> _WHAT YOU WILL DO_
1 - In the passage on request time limits, what does a deadline indicate, as opposed to a timeout?
2 - Name every function or method that is called in the code lines of the passage on request time limits.

> _SELECTED PASSAGE_
☆ ☆ ☆ ☆ ☆ ☆ ☆

Setting a timeout is not the only way to limit request processing time. An alternative solution to this is setting a deadline—the maximal time until which the request should get processed not to be considered as failed. Unlike a timeout, which is set using the time.Duration structure (for example, having the value of 10 seconds), a deadline indicates the exact instance of time (for example, January 1, 2074, 00:00:00). Here’s an example of using a deadline for the same operation as in the previous code example:
deadline := time.Parse(time.RFC3339, "2074-01-01T00:00:00Z")
ctx, cancel := context.WithDeadline(ctx, deadline)
defer cancel()
resp, err := SomeOperation(ctx, args)
Technically, both a timeout and a deadline help us achieve the same goal—set a time limit for a target operation. You are free to use either format, depending on your preferences.
Let’s now talk about another client-server communication failure scenario—when a client tries to operate and doesn’t get a successful response even after a set of retries. In such a case, there are three possible options for the client:
The last option is called a fallback—an alternative logic that can get executed if some operation can’t be performed as expected.
Let’s take our rating service as an example. In our service, we implemented the GetAggregatedRating endpoint by reading all ratings for a provided record from the rating repository. Now, let’s consider a failure scenario when we can’t retrieve the ratings due to some problem, such as MySQL database unavailability. Without a fallback logic, we would not be able to process an incoming request and would need to return an error to our caller.
An example of a fallback would be to use a cache—we could store the previously retrieved ratings in the memory of a service (for example, inside a map structure) and return them on database-read errors. The following code snippet provides an example of such a fallback logic:
ratings, err := c.repo.Get(ctx, recordID, recordType)

☆ ☆ ☆ ☆ ☆ ☆ ☆

> _SUPPLIED INFORMATION_

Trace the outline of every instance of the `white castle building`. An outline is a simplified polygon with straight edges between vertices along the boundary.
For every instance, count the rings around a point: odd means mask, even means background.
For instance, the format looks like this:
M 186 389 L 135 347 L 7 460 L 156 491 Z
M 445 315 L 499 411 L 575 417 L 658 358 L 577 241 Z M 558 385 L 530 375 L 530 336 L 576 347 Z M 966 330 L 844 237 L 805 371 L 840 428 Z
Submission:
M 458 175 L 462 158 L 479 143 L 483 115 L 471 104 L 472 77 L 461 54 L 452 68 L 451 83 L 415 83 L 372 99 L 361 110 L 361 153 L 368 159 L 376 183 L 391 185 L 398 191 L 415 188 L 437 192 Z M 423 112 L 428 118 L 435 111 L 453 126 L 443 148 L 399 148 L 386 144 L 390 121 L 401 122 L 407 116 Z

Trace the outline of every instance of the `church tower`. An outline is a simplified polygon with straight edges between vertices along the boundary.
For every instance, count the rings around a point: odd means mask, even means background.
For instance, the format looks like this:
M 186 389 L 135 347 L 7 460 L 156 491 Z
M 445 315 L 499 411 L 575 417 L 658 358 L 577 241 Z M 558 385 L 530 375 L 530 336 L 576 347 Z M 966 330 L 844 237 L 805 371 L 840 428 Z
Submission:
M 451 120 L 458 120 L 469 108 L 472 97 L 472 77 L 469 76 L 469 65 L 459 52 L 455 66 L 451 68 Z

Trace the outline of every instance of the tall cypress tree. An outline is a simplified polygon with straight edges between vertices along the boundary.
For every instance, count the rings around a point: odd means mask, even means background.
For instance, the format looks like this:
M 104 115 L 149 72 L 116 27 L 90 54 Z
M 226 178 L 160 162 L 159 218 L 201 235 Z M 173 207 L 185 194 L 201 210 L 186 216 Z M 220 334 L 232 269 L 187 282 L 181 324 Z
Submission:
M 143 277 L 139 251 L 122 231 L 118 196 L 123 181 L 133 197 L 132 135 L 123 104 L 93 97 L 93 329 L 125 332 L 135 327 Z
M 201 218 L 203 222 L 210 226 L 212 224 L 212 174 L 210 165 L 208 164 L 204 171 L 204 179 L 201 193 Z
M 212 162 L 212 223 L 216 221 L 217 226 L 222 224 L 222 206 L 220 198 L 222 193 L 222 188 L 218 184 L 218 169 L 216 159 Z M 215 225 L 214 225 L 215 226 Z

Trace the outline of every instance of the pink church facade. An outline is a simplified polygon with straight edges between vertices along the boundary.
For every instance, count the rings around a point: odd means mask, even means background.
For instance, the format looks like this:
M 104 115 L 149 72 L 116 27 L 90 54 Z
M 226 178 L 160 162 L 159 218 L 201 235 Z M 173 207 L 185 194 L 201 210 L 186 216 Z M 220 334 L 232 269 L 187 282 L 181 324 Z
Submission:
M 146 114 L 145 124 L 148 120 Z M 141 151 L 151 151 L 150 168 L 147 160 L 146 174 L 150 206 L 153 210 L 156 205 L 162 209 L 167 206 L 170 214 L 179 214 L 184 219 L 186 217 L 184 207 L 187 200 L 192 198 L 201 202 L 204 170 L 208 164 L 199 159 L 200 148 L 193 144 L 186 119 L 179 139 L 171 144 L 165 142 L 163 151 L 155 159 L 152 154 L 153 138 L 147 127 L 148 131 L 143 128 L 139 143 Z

☆ ☆ ☆ ☆ ☆ ☆ ☆

> _ANSWERS TO EACH TASK_
1 - A deadline indicates the exact instance of time until which the request should be processed, such as January 1, 2074, 00:00:00.

2 - time.Parse, context.WithDeadline, cancel, SomeOperation, c.repo.Get